What you will do |
Write out the whole listing again, exactly as given.

== Exercise input

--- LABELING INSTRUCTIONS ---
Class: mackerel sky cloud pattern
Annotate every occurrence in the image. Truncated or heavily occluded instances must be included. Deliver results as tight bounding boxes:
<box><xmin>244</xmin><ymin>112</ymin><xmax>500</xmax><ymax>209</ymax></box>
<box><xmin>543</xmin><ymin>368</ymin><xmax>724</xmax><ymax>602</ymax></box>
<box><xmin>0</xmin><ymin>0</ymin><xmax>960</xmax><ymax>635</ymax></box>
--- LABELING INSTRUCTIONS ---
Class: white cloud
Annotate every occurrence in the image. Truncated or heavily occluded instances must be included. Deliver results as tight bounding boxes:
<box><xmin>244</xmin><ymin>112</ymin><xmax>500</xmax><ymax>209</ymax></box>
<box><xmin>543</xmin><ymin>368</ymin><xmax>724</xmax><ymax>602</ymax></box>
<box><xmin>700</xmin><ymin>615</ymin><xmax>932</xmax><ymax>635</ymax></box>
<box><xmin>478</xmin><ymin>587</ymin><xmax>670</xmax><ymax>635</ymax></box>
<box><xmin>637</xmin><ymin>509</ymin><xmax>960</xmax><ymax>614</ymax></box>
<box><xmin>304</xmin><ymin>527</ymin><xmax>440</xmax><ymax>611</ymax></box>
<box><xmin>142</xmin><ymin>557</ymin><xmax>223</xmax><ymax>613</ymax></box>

====

Task output |
--- LABELING INSTRUCTIONS ---
Class: mackerel sky cloud pattern
Annotate every occurrence in the image. Truncated or heavily occluded instances must be included. Deliver results as tight bounding boxes:
<box><xmin>244</xmin><ymin>112</ymin><xmax>500</xmax><ymax>209</ymax></box>
<box><xmin>543</xmin><ymin>368</ymin><xmax>724</xmax><ymax>602</ymax></box>
<box><xmin>0</xmin><ymin>0</ymin><xmax>960</xmax><ymax>635</ymax></box>
--- LABELING INSTRUCTIONS ---
Class: white cloud
Annotate every occurrence in the image. Truncated or heavily occluded instances must be included. Deliver results as tight bounding boxes:
<box><xmin>244</xmin><ymin>112</ymin><xmax>500</xmax><ymax>209</ymax></box>
<box><xmin>543</xmin><ymin>368</ymin><xmax>724</xmax><ymax>602</ymax></box>
<box><xmin>700</xmin><ymin>615</ymin><xmax>932</xmax><ymax>635</ymax></box>
<box><xmin>478</xmin><ymin>587</ymin><xmax>670</xmax><ymax>635</ymax></box>
<box><xmin>637</xmin><ymin>509</ymin><xmax>960</xmax><ymax>614</ymax></box>
<box><xmin>304</xmin><ymin>527</ymin><xmax>440</xmax><ymax>611</ymax></box>
<box><xmin>142</xmin><ymin>557</ymin><xmax>223</xmax><ymax>613</ymax></box>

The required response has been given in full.